= Exercise =
Count the lines of the material below that contain the string "tile", treating uppercase and lowercase letters as distinct, and reply with the number alone.
# # #
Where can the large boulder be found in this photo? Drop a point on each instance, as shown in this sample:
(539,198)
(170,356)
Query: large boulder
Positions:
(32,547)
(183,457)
# # #
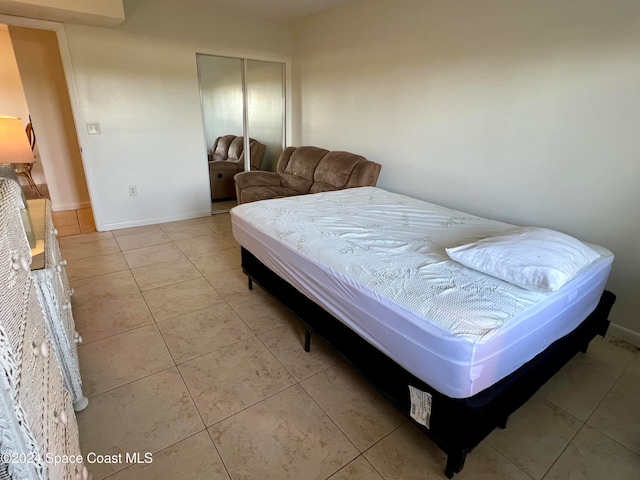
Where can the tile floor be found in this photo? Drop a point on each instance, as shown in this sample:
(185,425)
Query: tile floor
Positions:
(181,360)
# # #
= Final result =
2